*** EXCERPT ***

A joyful read. Kurshan is a deep, honest storyteller who writes about her meanderings through the Talmud as her life in Jerusalem unfolds time and time again.
It's a work more personal and confessionary than academic, and as a lover of stories and aphorisms, I appreciated this. She's very relatable. One of my favorite passages features Kurshan lecturing a group of high-falutin and searching teens from America who bombard her with all sorts of existential questions about the morality and plausibility of certain tenets of Judaism. In offering answers sufficient to her and not to them, she tells us simply that these questions don't bother her anymore. That she has planted a stake in daf yomi, and as Rilke so aptly put it, has found comfort in the questions and faith that she will soon live into the answers. It's a beautifully rendered anecdote about the urgency of youth versus the elongated nature of time as we grow older. In some ways, certainly, this statement has it backwards, and as we grow older, time shrinks, and time all of the sudden feels tangible and limited in a way it hadn't felt previously.
In any case, with the Talmud as the book's skeleton, Kurshan captures her very own living into the answers. She admits that, as a translator, she is not engaging in divine service on a day-to-day basis. It is, in reality, a mundane profession. But that’s ok, and herein might lie a wondrous truth. That, as Kurshan explains and the evanescence of the autumnal leaves and the evening sunset demonstrates, a quintessential feature of beauty is that in ebbs and flows. She starts off a romantic—akin to Dorothea Brooke in Middlemarch—believing verbatim in the lofty ideals of British Romantic-era poetry. And slowly we witness her journey descending into the world through the Talmud, a text unashamed in its realism.

*** DATASET EXTRACT ***

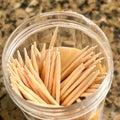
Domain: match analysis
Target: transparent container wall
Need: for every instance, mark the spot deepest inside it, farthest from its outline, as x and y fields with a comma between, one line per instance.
x=95, y=114
x=66, y=36
x=73, y=31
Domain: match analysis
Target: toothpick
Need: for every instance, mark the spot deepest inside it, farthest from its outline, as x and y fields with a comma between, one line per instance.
x=54, y=37
x=80, y=89
x=42, y=91
x=80, y=58
x=72, y=78
x=57, y=76
x=26, y=57
x=51, y=76
x=33, y=59
x=47, y=67
x=78, y=81
x=42, y=58
x=20, y=58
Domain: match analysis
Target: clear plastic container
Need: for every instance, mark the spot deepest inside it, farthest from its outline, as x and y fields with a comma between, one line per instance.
x=75, y=30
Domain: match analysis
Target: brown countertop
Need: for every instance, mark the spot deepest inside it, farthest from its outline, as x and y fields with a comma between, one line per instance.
x=105, y=13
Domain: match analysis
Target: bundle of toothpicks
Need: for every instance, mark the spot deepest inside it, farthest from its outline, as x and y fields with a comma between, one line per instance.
x=40, y=79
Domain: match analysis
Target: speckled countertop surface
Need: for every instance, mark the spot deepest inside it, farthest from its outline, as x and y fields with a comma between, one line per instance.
x=105, y=13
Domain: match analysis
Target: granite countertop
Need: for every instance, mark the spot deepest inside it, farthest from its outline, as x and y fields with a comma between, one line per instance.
x=105, y=13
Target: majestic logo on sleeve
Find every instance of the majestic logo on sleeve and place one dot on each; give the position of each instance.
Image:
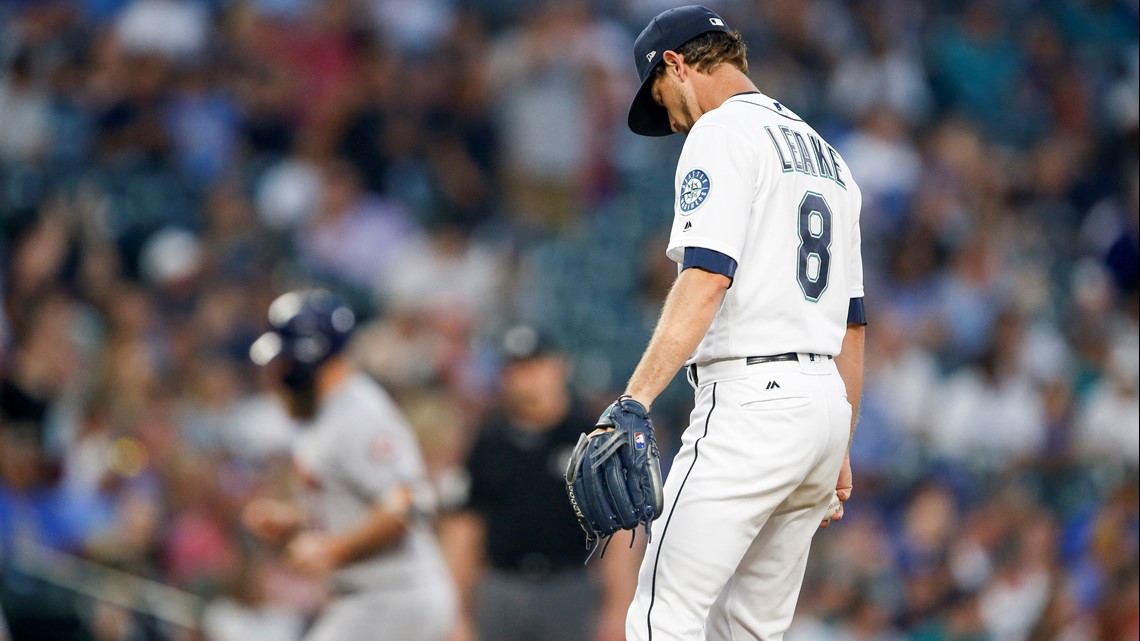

***

- SHORT PROBLEM A: In the book review, to which character from Middlemarch is Kurshan likened at the start of her journey?
- SHORT PROBLEM B: Return every line of the records that contains the word "countertop".

- EXPECTED OUTPUT A: Dorothea Brooke.

- EXPECTED OUTPUT B:
Target: brown countertop
Target: speckled countertop surface
Target: granite countertop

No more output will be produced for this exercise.